▶ [Work instructions]:
A) Copy the Mono County news article word for word, from "Steve Ganong from" through "state and country.", inclusive.
B) Summarize the Mono County news article in two sentences.
C) Write the next part of the Mono County news article, picking up after its final sentence.

Mono County has been lucky this summer when it’s come to the detection of West Nile Virus, but after a wetter than usual June filled with rain activity, perhaps it was just a matter of time before a case of WNV was found.
According to a late-breaking statement by Mono County Health Officer Dr. Richard Johnson, the Mono Health Department was informed Wednesday that a mosquito pool collected behind the County Maintenance yard off South Landing Road near Crowley Lake has tested positive for WNV. The pool was collected on Aug. 20 from a trap.
Steve Ganong from the Mammoth Lakes Mosquito Abatement District had been contracted by the Hilton Creek Community Services District to do mosquito trapping and surveillance in the Hilton Creek District. Gangong submitted 4 mosquito pools for testing, one of which turned up positive. The positive pool contained 18 Culex tarsalis mosquitoes, a known carrier of West Nile virus.
Johnson said this is the first positive confirmation of the presence of the virus in Mono County this year, and that the finding is considered unusual, especially considering the relatively quiet year of WNV activity in the rest of the state and country.
Mosquito trapping in Old Mammoth has not resulted in enough mosquitoes being trapped to submit for testing, which Johnson said was in all likelihood a result of successful mosquito abatement activities by Ganong.
Area health officials are discussing an appropriate response and are expected to alert the public to the next course of action shortly.
HCSD still resisting hike
In other Crowley-related news, following its July Board of Directors meeting, Hilton Creek Sewer District is still fighting the good fight, managing to fend off a usage fee rate hike and saying in no specific terms that the issue probably won’t be up for a vote in the near future. Still, a fight is rounds, and it appears the economics of the situation will soon get the upper hand and the Board will be forced to throw in the towel, especially in the wake of a recent, impromptu visit by the State Water Resources Control Board (SWRCD).
After a review of records, certificates and equipment, the SWRCD inspector advised HCSD that when Plant Operations Manager Bob Lavagnino is on vacation, it is a violation to have part-time Operations Manager Jason Hatter overseeing things.
“There must be a Grade II certified person here,” the inspector wrote, adding that the District will need to hire a second employee at the plant for safety reasons. Though Hatter is cleared to do electrical work, help with plant problems and other miscellaneous duties, he cannot independently oversee the plant in Lavagnino’s absence.

▶ [Data for analysis]:
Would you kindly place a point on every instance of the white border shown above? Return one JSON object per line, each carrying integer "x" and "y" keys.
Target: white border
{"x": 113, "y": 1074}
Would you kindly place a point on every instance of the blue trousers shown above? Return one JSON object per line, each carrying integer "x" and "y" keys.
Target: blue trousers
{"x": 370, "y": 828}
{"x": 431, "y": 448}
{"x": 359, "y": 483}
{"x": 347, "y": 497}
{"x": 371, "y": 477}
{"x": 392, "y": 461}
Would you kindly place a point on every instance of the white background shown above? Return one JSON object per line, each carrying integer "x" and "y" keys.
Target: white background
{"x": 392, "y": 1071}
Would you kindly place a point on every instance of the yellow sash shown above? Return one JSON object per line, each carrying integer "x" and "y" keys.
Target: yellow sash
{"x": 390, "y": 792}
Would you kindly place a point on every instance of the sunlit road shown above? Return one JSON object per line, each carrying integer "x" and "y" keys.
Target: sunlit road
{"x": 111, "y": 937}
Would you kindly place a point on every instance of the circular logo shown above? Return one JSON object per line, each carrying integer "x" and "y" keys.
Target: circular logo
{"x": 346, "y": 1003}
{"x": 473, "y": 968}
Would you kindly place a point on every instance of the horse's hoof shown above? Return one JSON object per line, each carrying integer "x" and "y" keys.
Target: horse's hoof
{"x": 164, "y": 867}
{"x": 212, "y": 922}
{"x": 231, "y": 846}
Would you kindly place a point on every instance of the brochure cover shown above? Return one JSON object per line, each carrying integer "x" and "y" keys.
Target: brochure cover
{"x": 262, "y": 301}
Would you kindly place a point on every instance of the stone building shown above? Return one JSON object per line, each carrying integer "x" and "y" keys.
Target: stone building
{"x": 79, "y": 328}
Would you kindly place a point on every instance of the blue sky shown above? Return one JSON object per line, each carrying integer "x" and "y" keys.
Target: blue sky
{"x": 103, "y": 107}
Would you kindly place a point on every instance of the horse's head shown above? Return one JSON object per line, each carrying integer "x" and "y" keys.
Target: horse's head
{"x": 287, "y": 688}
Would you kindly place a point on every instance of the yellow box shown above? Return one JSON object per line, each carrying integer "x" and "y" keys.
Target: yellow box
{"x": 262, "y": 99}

▶ [Answers by item number]:
A)
Steve Ganong from the Mammoth Lakes Mosquito Abatement District had been contracted by the Hilton Creek Community Services District to do mosquito trapping and surveillance in the Hilton Creek District. Gangong submitted 4 mosquito pools for testing, one of which turned up positive. The positive pool contained 18 Culex tarsalis mosquitoes, a known carrier of West Nile virus.
Johnson said this is the first positive confirmation of the presence of the virus in Mono County this year, and that the finding is considered unusual, especially considering the relatively quiet year of WNV activity in the rest of the state and country.

B) A mosquito pool collected behind the County Maintenance yard near Crowley Lake tested positive for West Nile Virus, the first positive confirmation of the virus in Mono County this year, and area health officials are discussing an appropriate response. Separately, the Hilton Creek Sewer District has fended off a usage fee rate hike, but a State Water Resources Control Board inspector advised that a Grade II certified person must oversee the plant when its operations manager is on vacation and that the District will need to hire a second employee there.

C)
The SWRCD Lahontan Regional Office officially put the District on notice that “the current staffing levels at the District are inadequate” and “another certified plant operator will have to be hired.” HCSD Accountant Marianne O’Connor said she and Lavagnino have encouraged the Board to raise the fees for the past 4-5 years just to cover the inflationary costs and start to provide for a replacement reserve. Now, the District, which was running a deficit already, using property tax revenues to backfill the revenue shortfall, will now need that rate hike to cover those costs AND the salary package of a new employee.
During the meeting, new HCSD Auditor Bob Johnson spoke to the Board and shared some of his initial impressions of the situation. “For one thing, HCSD is a poor district,” Johnson said. “Your financial statement shows pure government funds.” Johnson said depreciation is an important part of the enterprise portion of the budget, and thinks this district’s “General Fund” is more of a “Sewer Fund,” but advocated leaving things the way the are until the user fees are increased to where Johnson thinks they should be.
“Yes, but we are trying to keep the use fees down as long as possible,” Board member Kitty VanStelle commented. This prompted Johnson to ask the board why that is. “Special districts that go year after year without an increase let their equipment go downhill and are also unable to replace key employees,” he said. “You don’t have much cash on hand, and you need cash reserves as a district.” Board member Ted Cortopassi commented if you plan for depreciation then you have the reserves to take care of increased costs, to which Johnson responded, “Yes, assuming you set it up correctly that way in the first place.”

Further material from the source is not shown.